* YOUR OBJECTIVE
Reproduce every line of the records below without changing anything, and leave the pictures out.
========================================
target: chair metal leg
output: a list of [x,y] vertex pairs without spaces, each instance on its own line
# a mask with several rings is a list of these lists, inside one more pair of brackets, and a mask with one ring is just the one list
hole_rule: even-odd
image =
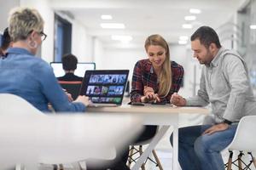
[[[139,150],[140,150],[140,156],[142,156],[143,155],[143,145],[139,146]],[[142,170],[145,170],[145,163],[143,163]]]
[[230,151],[230,157],[229,157],[229,161],[228,161],[227,170],[231,170],[231,167],[232,167],[232,157],[233,157],[233,152]]
[[243,155],[242,151],[240,151],[240,154],[238,155],[238,170],[242,170],[242,163],[241,163],[242,155]]
[[160,169],[160,170],[163,170],[163,167],[162,167],[162,165],[161,165],[161,163],[160,163],[160,160],[159,160],[159,158],[158,158],[158,156],[157,156],[157,155],[156,155],[155,150],[152,150],[152,153],[153,153],[153,156],[154,156],[154,160],[155,160],[156,162],[157,162],[157,165],[158,165],[158,167],[159,167],[159,169]]
[[252,162],[253,162],[253,165],[254,165],[254,167],[256,167],[256,159],[255,159],[255,157],[253,156],[253,153],[252,152],[248,152],[248,154],[251,156],[251,157],[252,157]]
[[75,170],[83,170],[79,162],[72,163],[72,166]]
[[131,168],[131,158],[132,158],[133,150],[134,150],[134,146],[131,146],[131,148],[129,151],[129,157],[128,157],[128,162],[127,162],[127,166],[129,168]]
[[59,165],[59,170],[64,170],[63,164],[60,164],[60,165]]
========================================
* WORKED SOLUTION
target: chair metal leg
output: a list of [x,y] vertex pairs without spaces, each instance on its own line
# a mask with several rings is a list of these lists, inside one more pair of brackets, and a mask with one ring is just the one list
hole_rule: even-odd
image =
[[[139,150],[140,150],[140,156],[142,156],[143,155],[143,145],[139,146]],[[142,170],[145,170],[145,163],[143,163]]]
[[230,151],[230,157],[229,157],[229,161],[228,161],[227,170],[231,170],[231,167],[232,167],[232,157],[233,157],[233,152]]
[[243,155],[242,151],[240,151],[240,154],[238,155],[238,170],[242,170],[242,163],[241,163],[242,155]]
[[160,169],[160,170],[163,170],[163,167],[162,167],[162,165],[161,165],[161,163],[160,163],[160,160],[159,160],[159,158],[158,158],[158,156],[157,156],[157,155],[156,155],[155,150],[152,150],[152,153],[153,153],[153,156],[154,156],[154,160],[155,160],[156,162],[157,162],[157,165],[158,165],[158,167],[159,167],[159,169]]
[[252,162],[253,162],[253,165],[254,165],[254,167],[256,167],[256,159],[255,159],[255,157],[253,156],[253,153],[252,152],[248,152],[248,154],[251,156],[251,157],[252,157]]
[[75,170],[83,170],[79,162],[72,163],[72,166]]
[[131,168],[131,158],[132,158],[133,150],[134,150],[134,146],[131,146],[131,148],[129,151],[129,157],[128,157],[128,162],[127,162],[127,166],[129,168]]
[[59,165],[59,170],[64,170],[63,164],[60,164],[60,165]]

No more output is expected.